- THE PROBLEM:
How many lines in the data below contain the string "orange"? Reply with the number alone.

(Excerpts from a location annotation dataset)

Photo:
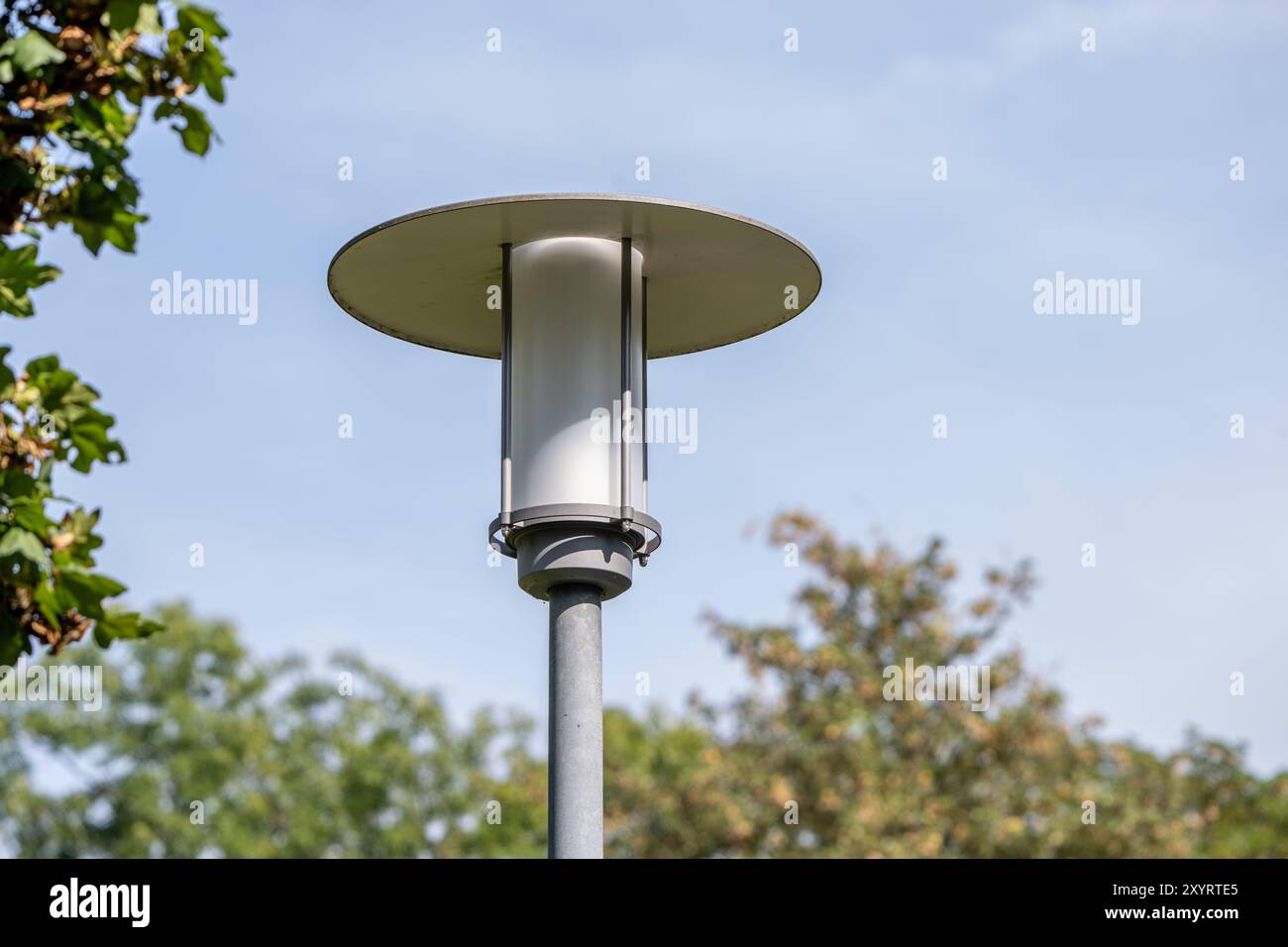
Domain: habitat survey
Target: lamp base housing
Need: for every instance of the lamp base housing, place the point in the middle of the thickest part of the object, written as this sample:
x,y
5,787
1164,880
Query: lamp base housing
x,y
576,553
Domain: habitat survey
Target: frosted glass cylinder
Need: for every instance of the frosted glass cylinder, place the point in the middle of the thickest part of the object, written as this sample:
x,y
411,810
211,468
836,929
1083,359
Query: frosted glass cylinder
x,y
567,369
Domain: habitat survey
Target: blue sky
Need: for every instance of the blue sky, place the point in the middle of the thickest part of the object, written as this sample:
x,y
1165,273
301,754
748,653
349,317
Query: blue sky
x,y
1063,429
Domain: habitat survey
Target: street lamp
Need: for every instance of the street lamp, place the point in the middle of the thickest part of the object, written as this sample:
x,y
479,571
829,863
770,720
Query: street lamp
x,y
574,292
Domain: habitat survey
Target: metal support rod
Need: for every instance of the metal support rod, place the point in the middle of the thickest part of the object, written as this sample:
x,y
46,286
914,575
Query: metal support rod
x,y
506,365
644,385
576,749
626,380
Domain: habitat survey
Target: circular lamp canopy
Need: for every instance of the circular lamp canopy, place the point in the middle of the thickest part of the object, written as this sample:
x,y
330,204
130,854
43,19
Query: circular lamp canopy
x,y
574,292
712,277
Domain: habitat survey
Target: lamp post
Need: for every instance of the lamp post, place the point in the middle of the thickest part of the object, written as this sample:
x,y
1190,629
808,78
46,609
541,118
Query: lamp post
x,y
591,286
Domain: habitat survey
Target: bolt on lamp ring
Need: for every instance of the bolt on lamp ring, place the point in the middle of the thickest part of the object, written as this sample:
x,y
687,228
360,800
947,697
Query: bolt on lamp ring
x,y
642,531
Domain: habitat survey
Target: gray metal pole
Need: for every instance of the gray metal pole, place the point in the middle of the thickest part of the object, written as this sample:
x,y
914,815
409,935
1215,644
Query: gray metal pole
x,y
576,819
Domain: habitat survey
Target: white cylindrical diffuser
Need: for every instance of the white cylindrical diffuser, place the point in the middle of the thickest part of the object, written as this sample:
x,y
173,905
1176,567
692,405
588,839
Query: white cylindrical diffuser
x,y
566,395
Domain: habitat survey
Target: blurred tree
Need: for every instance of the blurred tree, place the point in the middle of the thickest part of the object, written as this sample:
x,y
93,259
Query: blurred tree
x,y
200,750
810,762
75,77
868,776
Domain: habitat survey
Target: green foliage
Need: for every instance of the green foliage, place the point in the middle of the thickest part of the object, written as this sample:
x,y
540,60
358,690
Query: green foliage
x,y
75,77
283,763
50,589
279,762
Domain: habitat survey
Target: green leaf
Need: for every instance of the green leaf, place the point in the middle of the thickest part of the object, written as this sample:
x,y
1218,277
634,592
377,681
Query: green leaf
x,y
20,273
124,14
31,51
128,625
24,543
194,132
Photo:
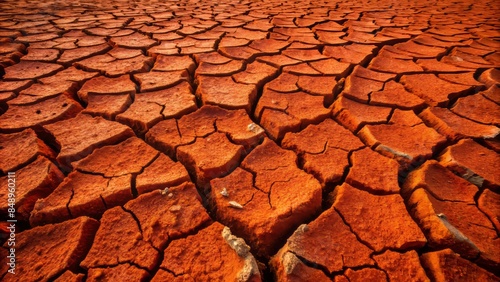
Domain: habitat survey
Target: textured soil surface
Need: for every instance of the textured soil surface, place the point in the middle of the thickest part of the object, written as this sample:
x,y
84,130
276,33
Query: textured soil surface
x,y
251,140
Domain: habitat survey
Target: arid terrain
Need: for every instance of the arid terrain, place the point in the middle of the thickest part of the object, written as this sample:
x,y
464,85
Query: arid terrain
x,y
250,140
...
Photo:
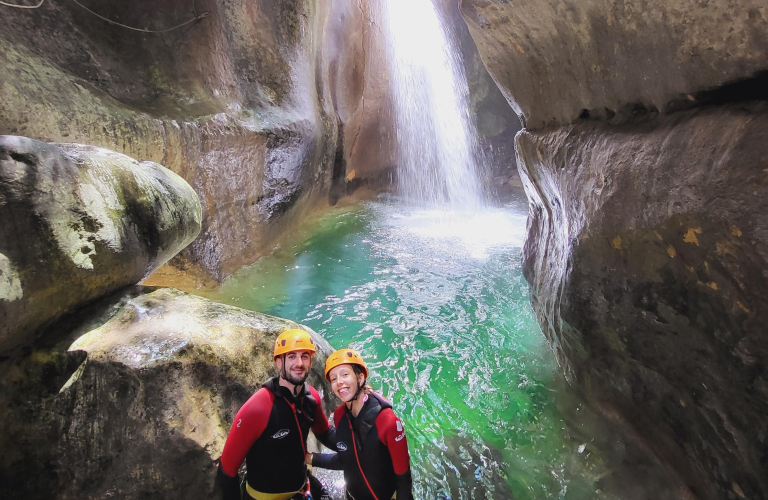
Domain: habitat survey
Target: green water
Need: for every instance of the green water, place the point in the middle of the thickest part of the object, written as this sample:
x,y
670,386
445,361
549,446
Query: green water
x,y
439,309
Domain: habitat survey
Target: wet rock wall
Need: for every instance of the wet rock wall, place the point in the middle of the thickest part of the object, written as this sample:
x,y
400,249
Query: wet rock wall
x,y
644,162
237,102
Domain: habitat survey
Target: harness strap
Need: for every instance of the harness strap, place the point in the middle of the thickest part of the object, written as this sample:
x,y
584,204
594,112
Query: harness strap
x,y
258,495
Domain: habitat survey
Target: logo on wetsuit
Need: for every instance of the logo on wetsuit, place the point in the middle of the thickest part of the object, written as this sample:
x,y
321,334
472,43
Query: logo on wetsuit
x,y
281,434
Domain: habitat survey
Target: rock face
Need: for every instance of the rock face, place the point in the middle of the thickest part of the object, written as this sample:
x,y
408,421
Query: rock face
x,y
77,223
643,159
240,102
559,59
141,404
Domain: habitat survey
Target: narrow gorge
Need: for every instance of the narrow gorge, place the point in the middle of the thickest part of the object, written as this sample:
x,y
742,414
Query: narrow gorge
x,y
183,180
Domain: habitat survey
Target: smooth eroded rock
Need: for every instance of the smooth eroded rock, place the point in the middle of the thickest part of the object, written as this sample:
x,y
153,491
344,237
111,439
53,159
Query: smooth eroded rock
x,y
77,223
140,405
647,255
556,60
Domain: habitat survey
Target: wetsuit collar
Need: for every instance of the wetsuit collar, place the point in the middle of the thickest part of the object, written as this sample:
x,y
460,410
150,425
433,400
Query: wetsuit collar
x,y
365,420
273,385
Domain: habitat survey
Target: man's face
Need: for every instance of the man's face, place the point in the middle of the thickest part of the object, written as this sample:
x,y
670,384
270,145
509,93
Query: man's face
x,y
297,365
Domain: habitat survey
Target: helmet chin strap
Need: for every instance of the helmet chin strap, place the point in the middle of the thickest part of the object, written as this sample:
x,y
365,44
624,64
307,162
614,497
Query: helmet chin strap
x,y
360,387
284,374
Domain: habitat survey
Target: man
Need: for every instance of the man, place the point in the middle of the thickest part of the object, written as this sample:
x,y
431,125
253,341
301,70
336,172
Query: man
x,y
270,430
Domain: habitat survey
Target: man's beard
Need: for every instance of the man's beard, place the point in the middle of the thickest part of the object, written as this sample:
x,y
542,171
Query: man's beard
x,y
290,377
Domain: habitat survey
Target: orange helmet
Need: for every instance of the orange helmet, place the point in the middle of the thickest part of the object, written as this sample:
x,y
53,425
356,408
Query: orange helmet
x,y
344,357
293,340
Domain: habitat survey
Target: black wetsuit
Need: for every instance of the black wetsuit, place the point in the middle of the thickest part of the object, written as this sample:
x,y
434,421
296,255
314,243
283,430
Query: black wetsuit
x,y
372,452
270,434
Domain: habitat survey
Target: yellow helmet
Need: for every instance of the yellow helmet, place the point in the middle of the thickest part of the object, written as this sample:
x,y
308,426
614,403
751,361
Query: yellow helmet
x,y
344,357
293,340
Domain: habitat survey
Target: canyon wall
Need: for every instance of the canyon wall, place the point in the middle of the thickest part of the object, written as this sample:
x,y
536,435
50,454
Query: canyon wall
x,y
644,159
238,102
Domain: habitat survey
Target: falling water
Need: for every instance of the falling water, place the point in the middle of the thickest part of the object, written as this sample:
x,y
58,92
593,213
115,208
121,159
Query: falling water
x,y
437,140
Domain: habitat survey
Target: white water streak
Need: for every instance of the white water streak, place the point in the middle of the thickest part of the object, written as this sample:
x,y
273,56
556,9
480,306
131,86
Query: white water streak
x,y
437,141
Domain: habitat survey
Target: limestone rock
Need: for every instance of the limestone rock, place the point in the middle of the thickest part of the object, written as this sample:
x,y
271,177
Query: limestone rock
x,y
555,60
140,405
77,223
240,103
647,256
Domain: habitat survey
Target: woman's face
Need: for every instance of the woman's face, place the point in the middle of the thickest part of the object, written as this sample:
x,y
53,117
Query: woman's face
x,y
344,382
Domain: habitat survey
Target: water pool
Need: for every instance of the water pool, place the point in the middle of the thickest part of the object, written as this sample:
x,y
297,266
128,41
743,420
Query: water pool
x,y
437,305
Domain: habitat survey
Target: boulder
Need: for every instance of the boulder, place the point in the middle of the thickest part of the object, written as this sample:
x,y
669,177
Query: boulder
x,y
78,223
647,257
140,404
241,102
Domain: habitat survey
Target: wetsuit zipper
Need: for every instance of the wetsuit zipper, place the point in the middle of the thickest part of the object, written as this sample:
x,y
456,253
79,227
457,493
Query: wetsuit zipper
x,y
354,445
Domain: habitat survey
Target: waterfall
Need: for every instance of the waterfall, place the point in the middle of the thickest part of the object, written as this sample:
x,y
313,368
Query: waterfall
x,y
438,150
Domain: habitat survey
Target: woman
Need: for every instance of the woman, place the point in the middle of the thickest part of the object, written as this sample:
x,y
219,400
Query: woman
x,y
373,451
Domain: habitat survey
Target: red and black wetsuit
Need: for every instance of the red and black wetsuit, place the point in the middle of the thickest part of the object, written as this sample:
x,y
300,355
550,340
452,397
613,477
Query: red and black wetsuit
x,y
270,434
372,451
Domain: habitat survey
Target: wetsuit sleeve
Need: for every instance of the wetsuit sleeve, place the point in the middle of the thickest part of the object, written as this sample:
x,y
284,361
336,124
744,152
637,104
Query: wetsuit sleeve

- ANSWER TO THE TASK:
3